» SELECTED TEXT:
....

The Swede behind the plectrum used by The Beatles has died.
Published Monday 17 September 2007 at 2.50 pm, Mitt i musiken Without Stig Landström, The Beatles' guitar riffs would have sounded a little different. In the 1960s Landström invented the shark's fin-shaped guitar plectrum Sharkfin. This new shape of plectrum spread across the world, and also came to be used by international artists in the world of pop, such as The Beatles and The Beach Boys. Now Landström has passed away, at the age of 85. (SR Mim 17/9) Stig Landström was a musician in great demand in the Gothenburg area. He ran his own guitar workshop and also worked for many years at the Levins guitar factory in Gothenburg. |
|
Here is the piece of plastic that makes you a guitar ‘finomenon’.

....

» COLLECTED DATA:
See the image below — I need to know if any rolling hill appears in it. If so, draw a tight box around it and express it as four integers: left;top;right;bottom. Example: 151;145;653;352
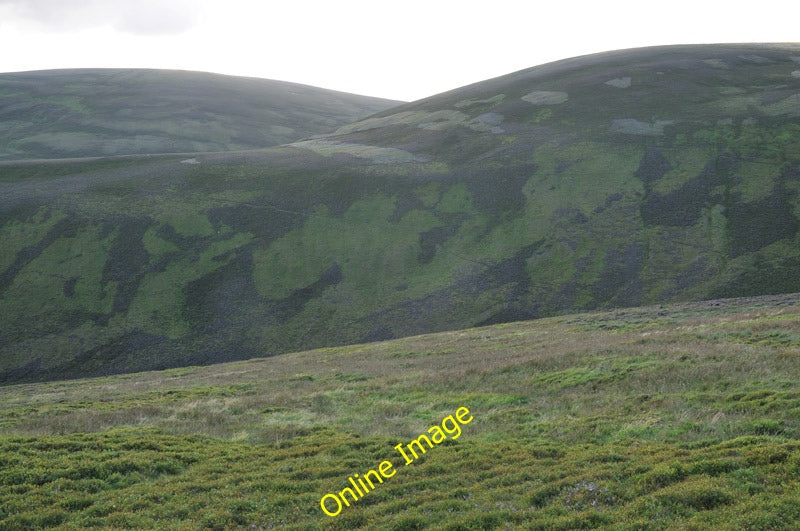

....

» GOALS:
**1)** List each activity or role that the article about the Sharkfin plectrum attributes to Stig Landström.
**2)** According to the article about the Sharkfin plectrum, how old was Stig Landström when he died?
**3)** Set down everything in the article about the Sharkfin plectrum from "Published Monday 17" down to "a guitar ‘finomenon’.".
Rely solely on the article about the Sharkfin plectrum, and not on the data.

» SOLUTIONS BELOW:
**1)**
- Invented the shark's fin-shaped guitar plectrum Sharkfin in the 1960s
- Was a musician in great demand in the Gothenburg area
- Ran his own guitar workshop
- Worked for many years at the Levins guitar factory in Gothenburg

**2)** He was 85.

**3)**
Published Monday 17 September 2007 at 2.50 pm, Mitt i musiken Without Stig Landström, The Beatles' guitar riffs would have sounded a little different. In the 1960s Landström invented the shark's fin-shaped guitar plectrum Sharkfin. This new shape of plectrum spread across the world, and also came to be used by international artists in the world of pop, such as The Beatles and The Beach Boys. Now Landström has passed away, at the age of 85. (SR Mim 17/9) Stig Landström was a musician in great demand in the Gothenburg area. He ran his own guitar workshop and also worked for many years at the Levins guitar factory in Gothenburg. |
|
Here is the piece of plastic that makes you a guitar ‘finomenon’.